» REQUEST 1
Render this sentence from the registration statement extract below in Spanish: "The documents listed below are incorporated by reference in the Registration Statement:"
» REQUEST 2
Carry on the registration statement extract below, beginning right after its final sentence on Section 145 of the Delaware General Corporation Law.

INFORMATION REQUIRED IN THE REGISTRATION STATEMENT

 

Item 3. Incorporation of Documents by Reference

The documents listed below are incorporated by reference in the Registration Statement:

 

  (a) Sun Microsystems, Inc.’s (the “Registrant” or the “Company”) Annual Report on Form 10-K for the fiscal year ended June 30, 2007;

 

  (b) The Registrant’s Quarterly Report on Form 10-Q for the quarter ended September 30, 2007;

 

  (c) The Registrant’s Current Reports on Form 8-K filed with the SEC on August 2, 2007, August 7, 2007 and November 9, 2007; and

 

  (d) The description of the Company’s Common Stock contained in Company’s Registration Statement on Form 8-A filed with the SEC on October 24, 1986, as amended.

All documents subsequently filed by the Registrant or by the Plan with the SEC pursuant to Sections 13(a), 13(c), 14 and 15(d) of the Exchange Act prior to the filing of a post-effective amendment which indicates that all securities offered have been sold or which deregisters the securities then remaining unsold, shall be deemed to be incorporated by reference herein and to be a part hereof from the date of filing of such documents.

 

Item 4. Description of Securities

Not applicable.

 

Item 5. Interests of Named Experts and Counsel

Not applicable.

 

Item 6. Indemnification of Directors and Officers

Section 145 of the General Corporation Law of the State of Delaware, as amended, provides that under certain circumstances a corporation may indemnify any person who was or is a party or is threatened to be made a party to any threatened, pending or completed action, suit or proceeding whether civil, criminal, administrative or investigative, by reason of the fact that he or she is or was a director, officer, employee or agent of the corporation or is or was serving at its request in such capacity in another corporation or business association, against expenses (including attorneys’ fees), judgments, fines and amounts paid in settlement actually and reasonably incurred by him or her in connection with such action, suit or proceeding if he or she acted in good faith and in a manner he or she reasonably believed to be in or not opposed to the best interests of the corporation and, with respect to any criminal action or proceeding, had no reasonable cause to believe his or her conduct was unlawful.

» GIVEN MATERIAL
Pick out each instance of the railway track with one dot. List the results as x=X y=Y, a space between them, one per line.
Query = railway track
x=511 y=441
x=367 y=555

» EXPECTED ANSWER 1
Los documentos que se enumeran a continuación se incorporan por referencia en la Declaración de Registro:

» EXPECTED ANSWER 2
Section 10 of the Restated Certificate of Incorporation of the Company provides that, to the fullest extent permitted by the Delaware General Corporation Law, a director of the Company shall not be personally liable to the Company or its stockholders for monetary damages for breach of fiduciary duty as a director. Article VI of the Bylaws of the Company provides that the directors and officers of the Company shall be indemnified to the fullest extent permitted by the Delaware General Corporation Law. The directors and officers of the Company are insured under policies of insurance maintained by the Company, subject to the limits of the policies, against certain losses arising from any claims made against them by reason of being or having been such directors or officers. In addition, the Company has entered into contracts with each of its directors and executive officers providing for indemnification of such persons by the Company to the full extent authorized or permitted by law, subject to certain limited exceptions.

 

Item 7. Exemption from Registration Claimed

Not applicable.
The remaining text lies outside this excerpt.